Word for word, print each line of the listing below; pictures stay out.

*** Opening Exercise data ***

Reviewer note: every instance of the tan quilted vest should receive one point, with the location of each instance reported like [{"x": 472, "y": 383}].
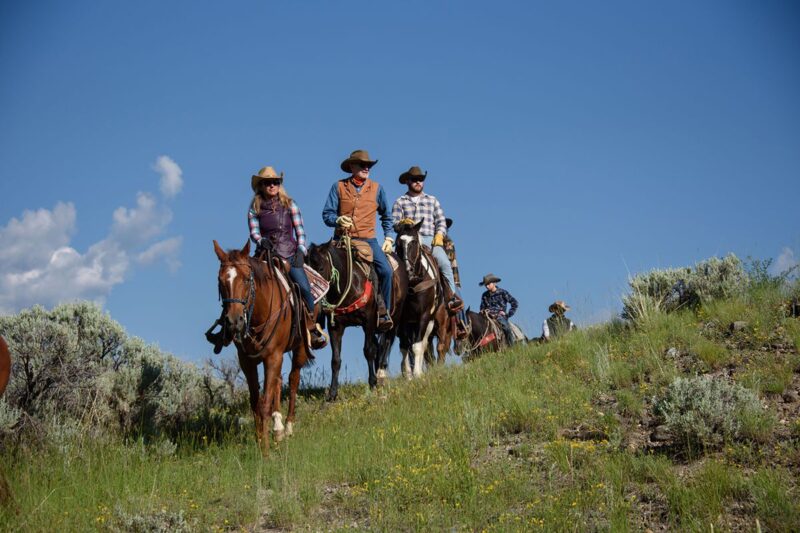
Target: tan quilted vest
[{"x": 360, "y": 206}]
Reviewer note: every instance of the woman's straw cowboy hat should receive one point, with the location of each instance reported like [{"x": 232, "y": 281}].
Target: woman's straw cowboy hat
[
  {"x": 358, "y": 156},
  {"x": 559, "y": 305},
  {"x": 413, "y": 172},
  {"x": 266, "y": 173},
  {"x": 489, "y": 278}
]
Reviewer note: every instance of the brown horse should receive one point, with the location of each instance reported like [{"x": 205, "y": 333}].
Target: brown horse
[
  {"x": 5, "y": 365},
  {"x": 260, "y": 319},
  {"x": 425, "y": 314},
  {"x": 356, "y": 306}
]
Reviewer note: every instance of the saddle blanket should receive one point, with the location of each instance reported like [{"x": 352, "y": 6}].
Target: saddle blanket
[{"x": 319, "y": 285}]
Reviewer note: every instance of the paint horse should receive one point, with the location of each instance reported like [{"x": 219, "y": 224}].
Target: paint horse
[
  {"x": 425, "y": 313},
  {"x": 351, "y": 302},
  {"x": 263, "y": 318}
]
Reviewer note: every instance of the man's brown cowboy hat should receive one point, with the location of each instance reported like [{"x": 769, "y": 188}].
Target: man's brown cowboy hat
[
  {"x": 489, "y": 278},
  {"x": 413, "y": 172},
  {"x": 358, "y": 156},
  {"x": 266, "y": 173}
]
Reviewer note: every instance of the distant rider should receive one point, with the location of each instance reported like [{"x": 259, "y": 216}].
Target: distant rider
[{"x": 495, "y": 301}]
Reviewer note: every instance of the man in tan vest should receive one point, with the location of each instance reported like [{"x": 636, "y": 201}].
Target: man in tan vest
[{"x": 352, "y": 205}]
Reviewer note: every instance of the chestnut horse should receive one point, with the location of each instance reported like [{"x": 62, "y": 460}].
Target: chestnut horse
[
  {"x": 425, "y": 313},
  {"x": 260, "y": 319},
  {"x": 5, "y": 365},
  {"x": 348, "y": 282}
]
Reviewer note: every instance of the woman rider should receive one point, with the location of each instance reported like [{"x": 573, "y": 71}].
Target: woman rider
[{"x": 277, "y": 225}]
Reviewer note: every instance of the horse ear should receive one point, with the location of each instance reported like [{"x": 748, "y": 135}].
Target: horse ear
[{"x": 220, "y": 252}]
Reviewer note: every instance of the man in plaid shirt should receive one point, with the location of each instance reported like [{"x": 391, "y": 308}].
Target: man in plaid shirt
[{"x": 417, "y": 205}]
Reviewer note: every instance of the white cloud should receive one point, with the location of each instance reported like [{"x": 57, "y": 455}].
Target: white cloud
[
  {"x": 167, "y": 249},
  {"x": 28, "y": 242},
  {"x": 138, "y": 225},
  {"x": 38, "y": 265},
  {"x": 171, "y": 176},
  {"x": 785, "y": 262}
]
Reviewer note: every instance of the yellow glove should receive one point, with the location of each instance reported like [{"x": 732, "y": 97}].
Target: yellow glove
[{"x": 344, "y": 222}]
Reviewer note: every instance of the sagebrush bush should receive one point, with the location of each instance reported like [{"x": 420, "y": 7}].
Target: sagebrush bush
[
  {"x": 675, "y": 288},
  {"x": 76, "y": 372},
  {"x": 709, "y": 411}
]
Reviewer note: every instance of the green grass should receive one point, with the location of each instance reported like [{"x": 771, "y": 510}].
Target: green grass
[{"x": 475, "y": 447}]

*** Closing Exercise data ***

Reply to the task -
Reviewer note: every instance of the tan quilted vest should receive one point, with the location of each instance reported like [{"x": 472, "y": 383}].
Target: tan quilted vest
[{"x": 360, "y": 206}]
Reviewer note: every instance of the woman's straw cowboy hat should receive one point, with the location of each instance reported like [{"x": 232, "y": 281}].
Target: woman's straw cowboy hat
[
  {"x": 358, "y": 156},
  {"x": 559, "y": 305},
  {"x": 413, "y": 172},
  {"x": 266, "y": 173},
  {"x": 489, "y": 278}
]
Reviewer note: every instance of the brown horse should receive one point, with the location of each instance reported like [{"x": 205, "y": 333}].
Target: brown horse
[
  {"x": 5, "y": 365},
  {"x": 260, "y": 319},
  {"x": 425, "y": 314},
  {"x": 356, "y": 306}
]
Reviewer note: every instance of the saddle blanket should receive one point, with the location of each instance reported like [{"x": 352, "y": 6}].
Target: saddle blanket
[{"x": 319, "y": 285}]
Reviewer note: every instance of the paint horse should receive one point, with the location of each instance reported like [{"x": 219, "y": 224}].
Target: paint horse
[
  {"x": 425, "y": 313},
  {"x": 351, "y": 302},
  {"x": 263, "y": 318}
]
Reviewer note: every instance of the man's brown cowboy hat should receive one point, with the location of each instance reported like [{"x": 769, "y": 188}].
Target: man's brown cowboy hat
[
  {"x": 489, "y": 278},
  {"x": 413, "y": 172},
  {"x": 358, "y": 156},
  {"x": 266, "y": 173}
]
Reviewer note: every instance of the distant rider should receive one point, with the location of each instance reported like [{"x": 259, "y": 216}].
Target: distant rider
[{"x": 495, "y": 301}]
Reviewer note: every instance of the man in tan vest should receive one point, with the location of each instance reported like [{"x": 636, "y": 201}].
Target: man in tan vest
[{"x": 352, "y": 205}]
Reviewer note: every instance of the chestnut horse should receive one point, with the location of each instance reported like [{"x": 62, "y": 460}].
Target: chestnut horse
[
  {"x": 425, "y": 313},
  {"x": 260, "y": 319},
  {"x": 5, "y": 365},
  {"x": 348, "y": 282}
]
Reviewer note: every instance of the woman rider should receive one point, with the location of each instance reported like [{"x": 573, "y": 71}].
Target: woman rider
[{"x": 277, "y": 225}]
Reviewer note: every instance of the horse ear should receive one point, with the location of each instance reported like [{"x": 748, "y": 135}].
Target: horse ear
[{"x": 220, "y": 252}]
Reviewer note: every instance of the man in plaid shirt should receive one point, with the location of each instance reported like [{"x": 391, "y": 308}].
Target: man in plaid shirt
[{"x": 417, "y": 205}]
Reviewer note: every instance of the white cloud should receive one point, with the location of each instance reported like [{"x": 57, "y": 455}].
Target: white cloud
[
  {"x": 167, "y": 249},
  {"x": 28, "y": 242},
  {"x": 138, "y": 225},
  {"x": 38, "y": 265},
  {"x": 171, "y": 176},
  {"x": 785, "y": 262}
]
Reviewer note: every instance of the yellow glove should receive one point, with the location of each instance reported like [{"x": 732, "y": 97}].
Target: yellow glove
[{"x": 344, "y": 222}]
Reviewer note: every instance of the sagebrush bush should receive one point, with the location of each instance reported like [{"x": 420, "y": 7}].
Target: sagebrush bush
[
  {"x": 675, "y": 288},
  {"x": 76, "y": 372},
  {"x": 709, "y": 411}
]
Reviewer note: every instance of the green grass should receive one point, with the location of each instance reported like [{"x": 771, "y": 510}].
Target: green grass
[{"x": 475, "y": 447}]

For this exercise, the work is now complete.